━━ Records provided
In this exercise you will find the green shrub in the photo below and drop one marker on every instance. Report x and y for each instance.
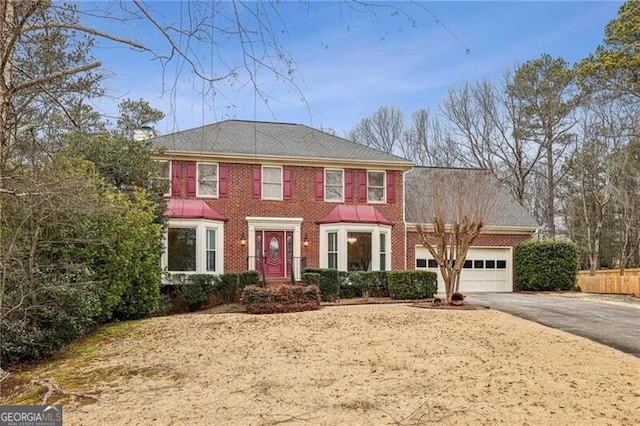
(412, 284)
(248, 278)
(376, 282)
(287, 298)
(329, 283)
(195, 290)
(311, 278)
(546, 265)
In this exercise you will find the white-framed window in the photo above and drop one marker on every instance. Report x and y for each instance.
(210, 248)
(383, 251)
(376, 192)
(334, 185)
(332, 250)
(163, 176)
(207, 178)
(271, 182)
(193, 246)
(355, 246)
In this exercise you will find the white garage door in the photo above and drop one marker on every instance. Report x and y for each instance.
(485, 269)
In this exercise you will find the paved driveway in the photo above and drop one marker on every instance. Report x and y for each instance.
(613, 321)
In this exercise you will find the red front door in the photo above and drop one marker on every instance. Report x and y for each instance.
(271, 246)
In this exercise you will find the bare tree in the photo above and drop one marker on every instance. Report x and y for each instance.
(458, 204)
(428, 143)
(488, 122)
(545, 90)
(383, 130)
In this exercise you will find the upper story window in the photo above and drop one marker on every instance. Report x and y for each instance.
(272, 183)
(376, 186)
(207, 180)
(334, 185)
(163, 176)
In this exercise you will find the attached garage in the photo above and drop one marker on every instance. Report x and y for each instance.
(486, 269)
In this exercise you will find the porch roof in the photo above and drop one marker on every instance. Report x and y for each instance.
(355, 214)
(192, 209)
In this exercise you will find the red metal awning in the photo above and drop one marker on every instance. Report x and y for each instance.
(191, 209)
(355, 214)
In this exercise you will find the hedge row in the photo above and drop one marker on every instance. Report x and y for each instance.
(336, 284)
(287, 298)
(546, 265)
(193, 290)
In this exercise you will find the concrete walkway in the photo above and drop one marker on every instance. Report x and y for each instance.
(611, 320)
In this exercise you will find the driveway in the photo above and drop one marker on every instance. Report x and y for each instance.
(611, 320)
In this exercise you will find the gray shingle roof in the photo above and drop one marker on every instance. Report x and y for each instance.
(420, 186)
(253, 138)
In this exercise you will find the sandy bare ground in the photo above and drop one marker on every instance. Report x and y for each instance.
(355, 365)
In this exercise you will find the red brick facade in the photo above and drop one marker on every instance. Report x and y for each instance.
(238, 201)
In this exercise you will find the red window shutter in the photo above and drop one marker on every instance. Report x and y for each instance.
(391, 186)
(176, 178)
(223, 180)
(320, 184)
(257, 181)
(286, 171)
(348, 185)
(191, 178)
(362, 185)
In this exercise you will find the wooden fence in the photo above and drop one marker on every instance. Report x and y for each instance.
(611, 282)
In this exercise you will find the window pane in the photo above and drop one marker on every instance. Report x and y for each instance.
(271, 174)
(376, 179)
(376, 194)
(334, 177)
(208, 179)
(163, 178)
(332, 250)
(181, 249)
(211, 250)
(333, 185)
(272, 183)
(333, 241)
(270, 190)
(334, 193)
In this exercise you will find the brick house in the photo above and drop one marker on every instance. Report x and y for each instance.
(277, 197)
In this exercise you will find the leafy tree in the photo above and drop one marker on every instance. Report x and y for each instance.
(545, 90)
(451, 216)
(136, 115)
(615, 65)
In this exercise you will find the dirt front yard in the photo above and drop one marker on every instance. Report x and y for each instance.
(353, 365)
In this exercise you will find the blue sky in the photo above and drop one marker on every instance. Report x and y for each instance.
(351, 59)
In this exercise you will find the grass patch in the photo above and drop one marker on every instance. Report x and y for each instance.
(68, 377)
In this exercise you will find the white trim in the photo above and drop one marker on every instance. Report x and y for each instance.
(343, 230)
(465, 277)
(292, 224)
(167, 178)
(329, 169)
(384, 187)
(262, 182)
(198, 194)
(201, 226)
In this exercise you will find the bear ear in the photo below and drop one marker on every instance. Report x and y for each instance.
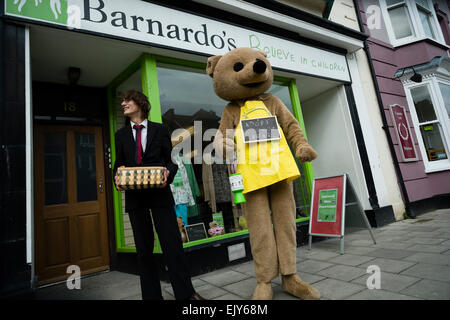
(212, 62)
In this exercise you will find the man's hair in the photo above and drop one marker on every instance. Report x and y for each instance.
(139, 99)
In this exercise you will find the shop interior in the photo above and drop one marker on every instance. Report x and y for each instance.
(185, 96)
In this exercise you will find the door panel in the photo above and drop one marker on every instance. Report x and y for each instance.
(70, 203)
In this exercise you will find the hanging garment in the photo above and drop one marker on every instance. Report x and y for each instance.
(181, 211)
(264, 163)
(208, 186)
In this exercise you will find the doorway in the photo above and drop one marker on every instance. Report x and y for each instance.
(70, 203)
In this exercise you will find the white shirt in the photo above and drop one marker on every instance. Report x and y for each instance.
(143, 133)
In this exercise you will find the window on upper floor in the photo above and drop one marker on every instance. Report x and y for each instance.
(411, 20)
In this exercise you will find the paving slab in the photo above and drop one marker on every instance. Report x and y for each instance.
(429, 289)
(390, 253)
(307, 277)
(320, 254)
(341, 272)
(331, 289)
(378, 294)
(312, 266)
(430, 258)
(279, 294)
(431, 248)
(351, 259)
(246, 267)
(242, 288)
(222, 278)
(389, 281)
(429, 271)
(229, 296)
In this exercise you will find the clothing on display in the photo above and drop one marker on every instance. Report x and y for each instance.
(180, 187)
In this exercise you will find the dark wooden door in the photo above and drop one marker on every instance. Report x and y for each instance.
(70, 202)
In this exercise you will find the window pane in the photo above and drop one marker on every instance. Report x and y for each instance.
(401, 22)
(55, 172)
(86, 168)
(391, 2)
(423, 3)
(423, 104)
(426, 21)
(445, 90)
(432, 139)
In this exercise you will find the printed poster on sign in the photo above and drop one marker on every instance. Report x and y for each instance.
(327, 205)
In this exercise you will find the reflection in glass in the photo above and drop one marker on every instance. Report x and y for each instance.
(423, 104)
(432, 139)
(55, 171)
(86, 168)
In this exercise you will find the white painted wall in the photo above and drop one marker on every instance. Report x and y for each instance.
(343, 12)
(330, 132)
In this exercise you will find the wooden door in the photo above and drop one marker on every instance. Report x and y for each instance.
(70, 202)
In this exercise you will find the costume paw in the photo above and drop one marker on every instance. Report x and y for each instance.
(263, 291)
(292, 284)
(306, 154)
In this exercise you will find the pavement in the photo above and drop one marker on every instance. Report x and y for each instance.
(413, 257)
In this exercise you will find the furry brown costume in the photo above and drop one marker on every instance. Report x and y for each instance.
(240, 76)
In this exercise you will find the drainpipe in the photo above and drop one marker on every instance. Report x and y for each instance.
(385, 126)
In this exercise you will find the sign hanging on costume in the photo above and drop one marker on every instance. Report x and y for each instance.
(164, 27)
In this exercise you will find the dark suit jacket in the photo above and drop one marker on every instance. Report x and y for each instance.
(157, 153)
━━━━
━━ Records provided
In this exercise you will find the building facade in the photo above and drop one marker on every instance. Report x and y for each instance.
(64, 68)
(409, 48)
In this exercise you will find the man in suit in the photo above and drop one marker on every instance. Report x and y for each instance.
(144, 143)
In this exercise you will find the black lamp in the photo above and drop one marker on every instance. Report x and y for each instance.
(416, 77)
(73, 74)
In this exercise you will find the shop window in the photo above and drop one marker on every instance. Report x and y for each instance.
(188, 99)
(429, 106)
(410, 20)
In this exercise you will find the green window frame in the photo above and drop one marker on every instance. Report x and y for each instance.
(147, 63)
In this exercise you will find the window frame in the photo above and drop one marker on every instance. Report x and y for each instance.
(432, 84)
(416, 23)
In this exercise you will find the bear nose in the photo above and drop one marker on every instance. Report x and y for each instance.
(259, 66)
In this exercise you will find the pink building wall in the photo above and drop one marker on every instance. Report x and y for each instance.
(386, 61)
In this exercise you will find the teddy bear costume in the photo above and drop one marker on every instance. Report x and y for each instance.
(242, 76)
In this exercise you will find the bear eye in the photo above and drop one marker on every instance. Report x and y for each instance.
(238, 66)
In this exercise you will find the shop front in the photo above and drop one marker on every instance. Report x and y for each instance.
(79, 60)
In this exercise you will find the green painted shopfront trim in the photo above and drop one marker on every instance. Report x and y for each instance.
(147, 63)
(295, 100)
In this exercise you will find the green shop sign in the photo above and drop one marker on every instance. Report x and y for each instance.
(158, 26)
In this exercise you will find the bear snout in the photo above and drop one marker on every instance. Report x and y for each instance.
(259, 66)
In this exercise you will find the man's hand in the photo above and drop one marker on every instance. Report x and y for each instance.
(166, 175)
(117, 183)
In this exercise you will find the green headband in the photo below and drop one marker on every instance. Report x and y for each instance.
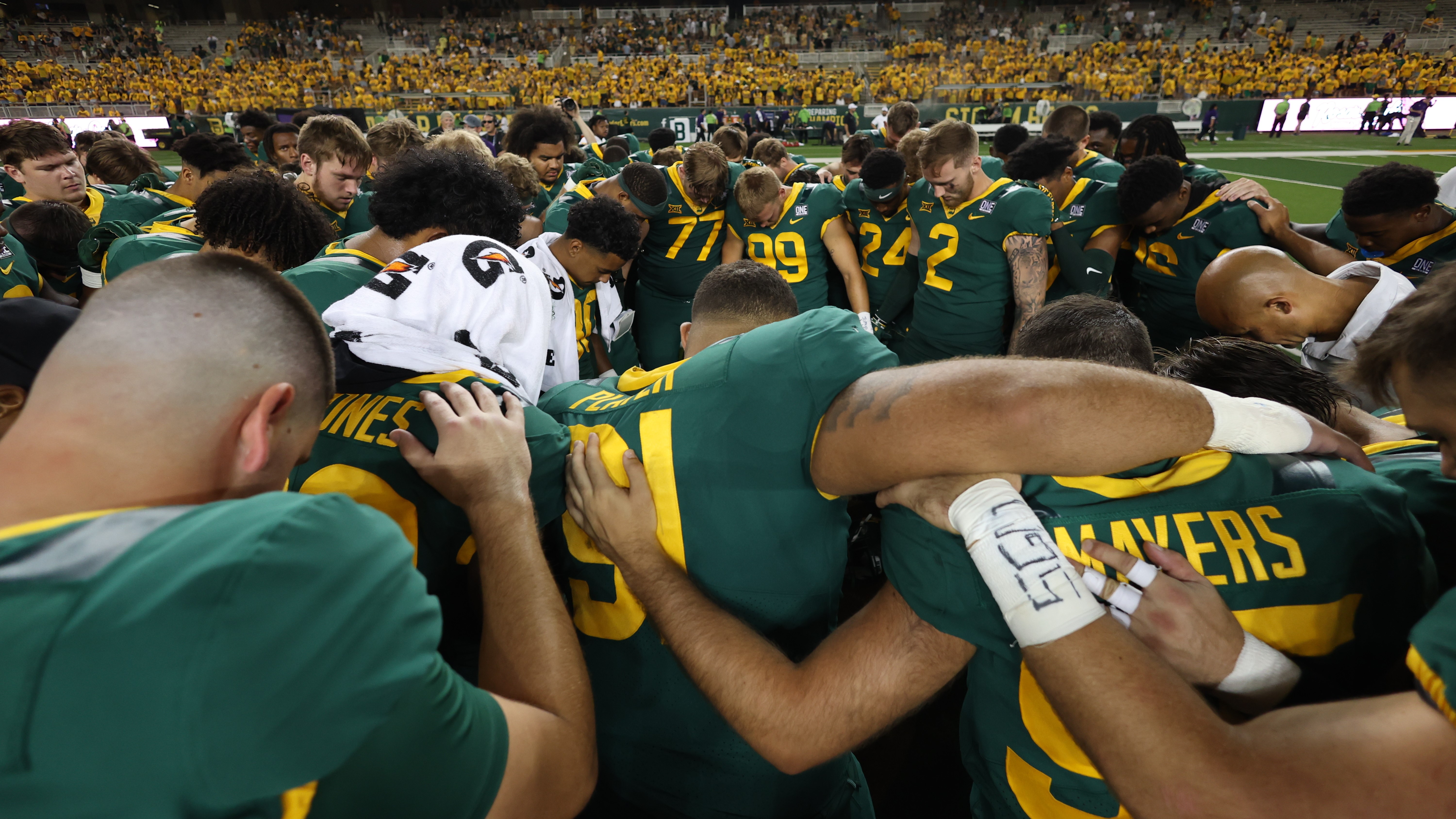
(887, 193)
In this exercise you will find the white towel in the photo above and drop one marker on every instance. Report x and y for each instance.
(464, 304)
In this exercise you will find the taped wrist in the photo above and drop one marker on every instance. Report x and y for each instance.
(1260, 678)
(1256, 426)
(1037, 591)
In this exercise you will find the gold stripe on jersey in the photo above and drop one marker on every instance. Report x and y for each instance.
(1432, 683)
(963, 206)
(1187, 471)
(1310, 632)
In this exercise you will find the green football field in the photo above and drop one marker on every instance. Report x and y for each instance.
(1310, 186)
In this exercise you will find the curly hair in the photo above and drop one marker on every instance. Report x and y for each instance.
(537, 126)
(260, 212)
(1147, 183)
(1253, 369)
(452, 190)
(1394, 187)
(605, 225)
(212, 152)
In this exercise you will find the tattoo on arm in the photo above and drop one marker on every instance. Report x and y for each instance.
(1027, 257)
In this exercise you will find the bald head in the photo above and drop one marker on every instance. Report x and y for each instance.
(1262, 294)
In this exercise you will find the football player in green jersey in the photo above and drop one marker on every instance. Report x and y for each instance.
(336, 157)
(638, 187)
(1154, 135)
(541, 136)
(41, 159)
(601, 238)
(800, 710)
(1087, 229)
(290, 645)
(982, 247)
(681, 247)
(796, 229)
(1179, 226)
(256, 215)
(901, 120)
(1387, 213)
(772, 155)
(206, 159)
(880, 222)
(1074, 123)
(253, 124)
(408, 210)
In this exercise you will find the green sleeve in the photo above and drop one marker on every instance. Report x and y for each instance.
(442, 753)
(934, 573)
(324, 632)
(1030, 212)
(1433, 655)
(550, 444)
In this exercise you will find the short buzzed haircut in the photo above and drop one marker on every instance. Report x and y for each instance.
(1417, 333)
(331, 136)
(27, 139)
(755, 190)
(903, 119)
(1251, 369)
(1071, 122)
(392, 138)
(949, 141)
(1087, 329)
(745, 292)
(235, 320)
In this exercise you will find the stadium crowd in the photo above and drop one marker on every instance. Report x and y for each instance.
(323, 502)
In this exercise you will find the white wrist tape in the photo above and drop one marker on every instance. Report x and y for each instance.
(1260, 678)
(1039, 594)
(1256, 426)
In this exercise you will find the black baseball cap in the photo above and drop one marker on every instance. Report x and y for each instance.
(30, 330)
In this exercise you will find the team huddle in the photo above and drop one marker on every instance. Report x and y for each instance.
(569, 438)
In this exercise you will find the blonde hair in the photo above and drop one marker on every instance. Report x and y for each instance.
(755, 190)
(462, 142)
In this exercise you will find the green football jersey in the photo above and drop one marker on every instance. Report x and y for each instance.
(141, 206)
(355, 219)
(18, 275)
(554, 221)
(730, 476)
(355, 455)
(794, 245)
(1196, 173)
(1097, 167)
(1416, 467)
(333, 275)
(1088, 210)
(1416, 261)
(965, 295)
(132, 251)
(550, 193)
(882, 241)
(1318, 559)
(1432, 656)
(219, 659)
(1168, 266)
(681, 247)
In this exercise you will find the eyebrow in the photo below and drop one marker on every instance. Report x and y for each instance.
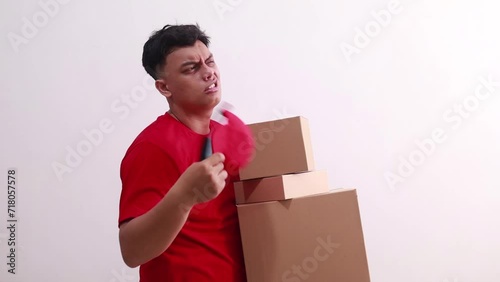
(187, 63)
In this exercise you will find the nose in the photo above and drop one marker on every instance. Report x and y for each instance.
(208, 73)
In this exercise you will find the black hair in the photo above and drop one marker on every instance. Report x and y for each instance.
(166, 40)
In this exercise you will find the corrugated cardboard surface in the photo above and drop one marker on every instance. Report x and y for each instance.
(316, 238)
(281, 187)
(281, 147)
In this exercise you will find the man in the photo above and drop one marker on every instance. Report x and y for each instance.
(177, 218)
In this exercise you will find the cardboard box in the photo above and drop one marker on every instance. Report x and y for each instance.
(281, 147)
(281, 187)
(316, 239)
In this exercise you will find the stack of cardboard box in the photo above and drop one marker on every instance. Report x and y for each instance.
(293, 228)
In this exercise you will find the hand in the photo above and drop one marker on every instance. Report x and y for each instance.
━━━━
Can you reproduce, line for line and unchanged, the part of the listing that opens with the line containing "In this exercise you will find the man's hand" and closes with the line containing "(1310, 186)", leaving the pictures out?

In this exercise you will find the man's hand in the photo above and drop one marker on every instance. Report x and y for each instance.
(166, 175)
(117, 183)
In this exercise you will find the green headband in the photo below and drop one marker on every instance. Report x and y for each instance.
(887, 193)
In this exercise you will find the white towel in the photo above and drop one marker on every instance. Report x and y for each instance.
(464, 304)
In this exercise you will find the taped wrist in the photo above and drop one marker on every instance. Report x and y for each instance.
(1260, 678)
(1256, 426)
(1037, 591)
In this exercise you will find the gold stripe on jersey in the photo above and drop one marker on every instance. Report x and y for each instance.
(1432, 683)
(963, 206)
(1187, 471)
(1310, 632)
In this exercise you will find the green football field in the photo above and drop one marker on every instance. Report x and y for each instance.
(1310, 186)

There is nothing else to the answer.